> [Exercise]
In the passage about the genetically modified maize T25/Chardon LL, what did the latest opinion poll released this week show?

The name T25/Chardon LL does not conjure up images of bucolic bliss - but it could be coming soon to a field near you. T25/Chardon LL is the genetically modified maize that, according to cabinet minutes published in this newspaper yesterday, the government hopes to approve for commercial planting. It would then become the first new GM food crop legally allowed to grow in this country. The decision comes after the gene-spliced maize was the only crop in the government-sponsored GM field trials that did not harm wildlife and vegetation - although the study also suggested more research was needed.

By choosing to approve the planting of its poster child, the government is attempting to forge ahead with its strongest case for GM crops. Yet it faces powerful opposition in the form of a public that so far refuses to be mollified or massaged in favour of accepting GM, even two years after the government tried to start a national debate on the subject. In fact, surveys found that the more the public knew about GM food, the less they liked it. Even the latest opinion poll, released this week, showed that nearly three times as many people are hostile to the introduction of GM food as are in favour. Given the government's failure to shift British public opinion in favour of the euro by even a fraction, despite several years of effort and an orchestrated campaign with cross-party support, what hope does it have in turning T25/Chardon LL into a vision of ripe fields, waving gently in the breeze?

> [Material supplied]
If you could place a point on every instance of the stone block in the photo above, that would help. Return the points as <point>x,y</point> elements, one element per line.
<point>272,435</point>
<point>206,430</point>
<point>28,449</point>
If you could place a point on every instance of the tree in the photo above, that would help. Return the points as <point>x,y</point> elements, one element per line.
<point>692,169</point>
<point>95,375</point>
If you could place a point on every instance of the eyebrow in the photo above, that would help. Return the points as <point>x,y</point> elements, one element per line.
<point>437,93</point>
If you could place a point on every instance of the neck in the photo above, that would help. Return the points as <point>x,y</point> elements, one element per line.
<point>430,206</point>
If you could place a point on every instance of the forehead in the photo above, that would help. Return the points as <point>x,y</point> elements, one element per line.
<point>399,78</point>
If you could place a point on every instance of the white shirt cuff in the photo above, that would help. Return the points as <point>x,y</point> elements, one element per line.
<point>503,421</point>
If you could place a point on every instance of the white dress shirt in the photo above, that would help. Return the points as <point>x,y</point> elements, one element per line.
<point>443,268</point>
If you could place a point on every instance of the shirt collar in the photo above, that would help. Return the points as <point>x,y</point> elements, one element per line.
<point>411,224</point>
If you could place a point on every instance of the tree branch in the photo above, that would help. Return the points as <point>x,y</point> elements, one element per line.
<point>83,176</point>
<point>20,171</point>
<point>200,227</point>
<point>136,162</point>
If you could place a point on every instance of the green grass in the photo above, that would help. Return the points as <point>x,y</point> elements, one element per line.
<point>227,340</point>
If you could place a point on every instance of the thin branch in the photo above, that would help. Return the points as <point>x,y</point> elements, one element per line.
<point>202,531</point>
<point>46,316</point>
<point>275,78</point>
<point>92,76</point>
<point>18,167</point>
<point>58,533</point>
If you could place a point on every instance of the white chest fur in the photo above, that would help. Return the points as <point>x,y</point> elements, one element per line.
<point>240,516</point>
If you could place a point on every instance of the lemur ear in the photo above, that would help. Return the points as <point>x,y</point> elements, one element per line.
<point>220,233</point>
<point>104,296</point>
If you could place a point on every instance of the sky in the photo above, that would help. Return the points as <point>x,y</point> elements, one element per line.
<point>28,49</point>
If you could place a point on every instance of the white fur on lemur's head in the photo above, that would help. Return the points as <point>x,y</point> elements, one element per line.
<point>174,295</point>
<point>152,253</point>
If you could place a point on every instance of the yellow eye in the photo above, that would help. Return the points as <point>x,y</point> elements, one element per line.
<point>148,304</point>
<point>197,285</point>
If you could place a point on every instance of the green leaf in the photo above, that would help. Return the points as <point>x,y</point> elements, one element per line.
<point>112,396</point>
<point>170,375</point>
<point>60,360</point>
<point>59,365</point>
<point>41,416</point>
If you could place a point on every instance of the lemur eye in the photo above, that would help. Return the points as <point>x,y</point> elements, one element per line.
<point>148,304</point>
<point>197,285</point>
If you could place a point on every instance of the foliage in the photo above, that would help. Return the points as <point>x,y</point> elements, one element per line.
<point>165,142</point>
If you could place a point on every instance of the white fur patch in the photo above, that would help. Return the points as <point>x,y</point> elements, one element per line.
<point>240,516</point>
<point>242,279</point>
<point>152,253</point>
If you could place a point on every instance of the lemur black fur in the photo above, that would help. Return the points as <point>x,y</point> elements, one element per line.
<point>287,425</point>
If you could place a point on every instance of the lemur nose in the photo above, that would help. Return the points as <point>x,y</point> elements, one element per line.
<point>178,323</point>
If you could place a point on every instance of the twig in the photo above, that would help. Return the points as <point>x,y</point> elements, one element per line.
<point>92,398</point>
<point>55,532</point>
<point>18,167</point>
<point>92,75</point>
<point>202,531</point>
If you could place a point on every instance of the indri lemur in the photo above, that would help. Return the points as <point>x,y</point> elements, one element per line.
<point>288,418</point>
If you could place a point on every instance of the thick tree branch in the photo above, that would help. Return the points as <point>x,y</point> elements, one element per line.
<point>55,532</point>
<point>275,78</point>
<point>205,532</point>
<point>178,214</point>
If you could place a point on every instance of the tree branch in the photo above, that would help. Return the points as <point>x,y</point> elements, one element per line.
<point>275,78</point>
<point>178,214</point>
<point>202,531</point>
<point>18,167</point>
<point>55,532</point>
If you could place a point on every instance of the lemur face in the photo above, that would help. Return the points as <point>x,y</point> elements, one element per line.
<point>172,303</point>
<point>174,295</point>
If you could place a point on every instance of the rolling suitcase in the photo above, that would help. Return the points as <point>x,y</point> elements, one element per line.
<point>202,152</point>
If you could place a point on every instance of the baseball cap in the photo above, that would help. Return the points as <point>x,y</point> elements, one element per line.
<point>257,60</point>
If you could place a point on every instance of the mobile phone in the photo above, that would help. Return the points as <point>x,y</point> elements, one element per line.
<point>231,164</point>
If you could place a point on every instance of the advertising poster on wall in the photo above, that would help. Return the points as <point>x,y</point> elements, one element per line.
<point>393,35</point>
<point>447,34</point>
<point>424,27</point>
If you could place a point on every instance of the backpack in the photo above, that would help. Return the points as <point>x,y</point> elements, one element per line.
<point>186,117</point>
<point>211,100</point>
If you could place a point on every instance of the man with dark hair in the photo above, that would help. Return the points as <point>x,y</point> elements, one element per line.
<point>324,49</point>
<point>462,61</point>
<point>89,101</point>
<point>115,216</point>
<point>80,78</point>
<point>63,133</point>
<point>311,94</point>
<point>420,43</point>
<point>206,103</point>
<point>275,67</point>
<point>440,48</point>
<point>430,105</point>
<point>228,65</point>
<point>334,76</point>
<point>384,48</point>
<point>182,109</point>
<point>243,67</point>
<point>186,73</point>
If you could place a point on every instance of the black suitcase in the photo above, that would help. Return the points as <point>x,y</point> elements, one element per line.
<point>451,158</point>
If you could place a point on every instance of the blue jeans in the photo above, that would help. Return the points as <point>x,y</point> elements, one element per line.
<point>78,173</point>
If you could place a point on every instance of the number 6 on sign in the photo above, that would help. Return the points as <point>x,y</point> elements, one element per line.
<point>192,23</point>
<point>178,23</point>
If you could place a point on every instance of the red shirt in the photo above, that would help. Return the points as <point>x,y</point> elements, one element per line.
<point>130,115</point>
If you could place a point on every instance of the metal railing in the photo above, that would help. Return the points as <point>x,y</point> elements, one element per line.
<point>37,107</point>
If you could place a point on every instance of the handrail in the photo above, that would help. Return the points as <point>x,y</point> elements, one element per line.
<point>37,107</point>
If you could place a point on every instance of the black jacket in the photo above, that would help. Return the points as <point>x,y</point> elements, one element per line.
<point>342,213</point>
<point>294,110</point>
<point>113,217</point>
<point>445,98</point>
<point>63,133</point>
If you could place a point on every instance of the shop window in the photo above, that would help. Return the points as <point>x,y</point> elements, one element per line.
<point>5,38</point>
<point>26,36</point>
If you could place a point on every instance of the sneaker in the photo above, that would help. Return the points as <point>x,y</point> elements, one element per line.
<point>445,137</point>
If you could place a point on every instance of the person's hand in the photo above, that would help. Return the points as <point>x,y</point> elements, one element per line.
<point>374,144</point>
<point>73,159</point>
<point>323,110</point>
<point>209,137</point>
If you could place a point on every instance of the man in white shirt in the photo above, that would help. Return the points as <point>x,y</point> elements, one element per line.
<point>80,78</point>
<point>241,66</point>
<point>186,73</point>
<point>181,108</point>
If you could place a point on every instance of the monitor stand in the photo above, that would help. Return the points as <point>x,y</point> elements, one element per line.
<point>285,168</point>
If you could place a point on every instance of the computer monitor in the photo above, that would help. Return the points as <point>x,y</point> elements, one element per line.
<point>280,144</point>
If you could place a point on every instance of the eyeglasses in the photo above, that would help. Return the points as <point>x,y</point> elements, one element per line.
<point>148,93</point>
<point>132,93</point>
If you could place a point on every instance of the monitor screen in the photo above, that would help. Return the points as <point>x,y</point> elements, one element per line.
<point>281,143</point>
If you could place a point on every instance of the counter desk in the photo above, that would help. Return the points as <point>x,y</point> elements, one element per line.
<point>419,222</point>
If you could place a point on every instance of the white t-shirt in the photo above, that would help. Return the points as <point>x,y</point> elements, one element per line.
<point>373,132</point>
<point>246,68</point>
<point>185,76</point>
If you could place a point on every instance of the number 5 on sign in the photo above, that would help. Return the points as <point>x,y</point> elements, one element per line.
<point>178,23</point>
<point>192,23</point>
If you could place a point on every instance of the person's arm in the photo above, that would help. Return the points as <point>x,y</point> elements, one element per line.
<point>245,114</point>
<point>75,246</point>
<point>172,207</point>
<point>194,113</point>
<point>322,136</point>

> [Answer space]
Nearly three times as many people are hostile to the introduction of GM food as are in favor of it.